===== Sezione di testo

Il brigante Giuseppe Petrelli

Una delle tante anime del brigantaggio era la componente religiosa: frati e sacerdoti sono presenti in gran numero nelle schiere degli insorgenti, sebbene fossero passati per le armi in caso di cattura; i vescovi, benché spesso scacciati dalle loro sedi come avvenne all’arcivescovo di Napoli, Sisto Riario Sforza, sostengono efficacemente l’insurrezione, promulgando pastorali di tono antiunitario e ribadendo le proteste provenienti dalla Santa Sede; nel 1861 in 57 su 84 diocesi del Sud i vescovi erano impossibilitati ad esercitare le loro funzioni per l’opposizione del nuovo regime. L’invasore piemontese era considerato un nemico della religione ed il popolo ne aveva prova tangibile nelle numerose profanazioni di luoghi sacri effettuate dai soldati piemontesi, inoltre, il loro re, Vittorio Emanuele, era stato scomunicato da papa Pio IX.

Le classi superiori, a loro volta, non potevano ignorare la sistematica guerra del Regno di Sardegna al potere temporale della Chiesa iniziata nel 1848 con la cacciata dei gesuiti, proseguita con le leggi Siccardi del 1850 che sopprimevano alcuni privilegi ecclesiastici (il diritto di asilo che godevano i luoghi sacri, il foro ecclesiastico che giudicava i religiosi accusati di reati comuni, la censura ecclesiastica), inasprita con la legge per la soppressione di alcuni ordini religiosi del 1855 (e culminata, il 7 luglio del 1866, con l’abolizione di tutti gli ordini e la confisca dei loro beni frutto in gran parte delle donazioni dei credenti; con la legge del 19 giugno 1873 questo provvedimento fu esteso anche a Roma), a questo proposito qualcuno ironizza sul significato vero dell’espressione”Libera Chiesa in libero Stato”.

==========
===== Dati memorizzati

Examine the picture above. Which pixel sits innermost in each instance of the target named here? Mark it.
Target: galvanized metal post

==========

_Obiettivo del compito:_
Scrivi il seguito del testo sul brigante Giuseppe Petrelli, riprendendo dopo la sua ultima frase.

_Risultato:_
Sottolinea, inoltre, De Jaco [9] che ”i briganti erano religiosissimi, avevano dei cappellani nelle bande e dei santi protettori per le bandiere (in generale i santi del loro paese di origine), …. si ornavano il collo e i polsi di amuleti, di madonne, di corone, ostie consacrate, santini, la sera recitavano in comune il rosario.”. Spesso, prima della morte, invocavano la Madonna, a loro molto cara, come pure fece, sulla sponda opposta, il milite della guardia nazionale Vitantonio Donateo che per questo ebbe salva la vita:”Quando uno dei briganti che era tornato ferito dal combattimento coi carabinieri, disponeva sulla sorte di noi altri…….dovea essere fucilato io, e mi ordinarono di mettermi colla faccia a terra, il che avendo io fatto, con lo squallore della morte, gridai: ”Madonna del Carmine, aiutami!”ed intesi lo scatto del fucile che non diè fuoco. Allora un brigante disse:”Alzati che tu sei salvo e devi essere veramente devoto alla Madonna del Carmine come ne sono io; le devi fare una gran festa[10] [il brigante era l’ex sergente borbonico Domenico Pasquale Romano].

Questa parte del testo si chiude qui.